**Dataset:**
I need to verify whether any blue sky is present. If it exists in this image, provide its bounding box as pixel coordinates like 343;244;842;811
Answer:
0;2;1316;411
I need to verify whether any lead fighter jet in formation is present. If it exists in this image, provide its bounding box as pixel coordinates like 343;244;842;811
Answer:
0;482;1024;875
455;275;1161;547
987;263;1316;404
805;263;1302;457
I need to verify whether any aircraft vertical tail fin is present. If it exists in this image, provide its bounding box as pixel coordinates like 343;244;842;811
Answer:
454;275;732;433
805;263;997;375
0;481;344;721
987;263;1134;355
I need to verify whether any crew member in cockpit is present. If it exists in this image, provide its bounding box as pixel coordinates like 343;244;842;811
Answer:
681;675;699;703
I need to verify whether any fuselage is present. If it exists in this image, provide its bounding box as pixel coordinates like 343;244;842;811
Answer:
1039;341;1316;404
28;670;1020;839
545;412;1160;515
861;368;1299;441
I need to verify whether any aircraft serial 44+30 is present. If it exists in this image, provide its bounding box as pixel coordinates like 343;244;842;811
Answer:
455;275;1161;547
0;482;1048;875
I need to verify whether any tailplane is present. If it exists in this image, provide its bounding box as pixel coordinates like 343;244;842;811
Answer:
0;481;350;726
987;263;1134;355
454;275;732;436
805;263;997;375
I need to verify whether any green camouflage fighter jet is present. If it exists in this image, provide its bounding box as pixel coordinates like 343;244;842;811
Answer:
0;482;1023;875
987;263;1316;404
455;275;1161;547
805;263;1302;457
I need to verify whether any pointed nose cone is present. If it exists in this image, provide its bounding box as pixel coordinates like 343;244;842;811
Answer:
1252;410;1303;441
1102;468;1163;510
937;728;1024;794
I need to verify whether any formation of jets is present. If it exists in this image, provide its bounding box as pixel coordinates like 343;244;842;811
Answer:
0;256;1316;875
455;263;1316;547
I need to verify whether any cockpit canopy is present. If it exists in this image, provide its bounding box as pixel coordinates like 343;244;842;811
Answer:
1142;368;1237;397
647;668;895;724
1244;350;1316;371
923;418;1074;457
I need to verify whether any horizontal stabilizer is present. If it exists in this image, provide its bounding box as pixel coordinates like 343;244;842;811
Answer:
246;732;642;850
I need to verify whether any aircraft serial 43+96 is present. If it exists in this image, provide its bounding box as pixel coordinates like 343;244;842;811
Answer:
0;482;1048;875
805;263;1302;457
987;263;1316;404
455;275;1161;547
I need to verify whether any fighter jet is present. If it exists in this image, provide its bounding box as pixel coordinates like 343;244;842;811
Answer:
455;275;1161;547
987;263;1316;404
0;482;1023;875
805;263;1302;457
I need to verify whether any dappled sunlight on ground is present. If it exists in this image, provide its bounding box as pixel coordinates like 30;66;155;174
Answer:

**Task details:** In the records above, locate the line that contains "I need to verify whether any green". Repeat it and every line after it, exactly, and nothing else.

**Output below:**
I need to verify whether any green camouflage fighter jet is present. If it exists in this image, provide its bounding box as pixel coordinates like 343;244;842;811
Answer:
0;482;1023;875
987;263;1316;404
455;275;1161;547
805;263;1302;457
I need to verify whether any pointed nose cone is present. If it exists in this image, provide its bounding box as pixel coordinates like 343;244;842;811
Answer:
1252;410;1303;441
1102;468;1163;510
937;728;1024;794
I need to verify whether any formation of jets is present. If it exists in this image, provide its bounding box as pixel coordinates like 343;244;842;811
Answer:
0;256;1316;875
455;263;1316;547
I need to verify whether any cockpit canopy is present. If it exists in this image, provide its bounding box as pixel coordinates like 343;244;842;811
Answer:
1142;368;1237;397
647;668;895;724
1244;350;1316;371
923;418;1074;457
I need to verify whether any horizontal stabilizer is present. If it exists in this image, provide its bounding box as pixel coordinates like 343;244;842;811
Answer:
246;732;642;850
I need to verify whether any aircraft serial 43+96 is present. If it exists in this image, provide its bounding box as pixel coordinates like 343;244;842;811
Answer:
0;482;1048;875
805;263;1302;457
987;263;1316;404
455;275;1161;547
I need to verify whether any fighter jet is present. If it exists in this image, provide its bounding box as pixel coordinates like 343;244;842;811
Answer:
455;275;1161;547
987;263;1316;404
0;482;1023;875
805;263;1302;457
I need to verify whether any dappled sunlight on ground is present. If it exists in this image, provide its bounding box as pixel coordinates like 30;66;155;174
Answer:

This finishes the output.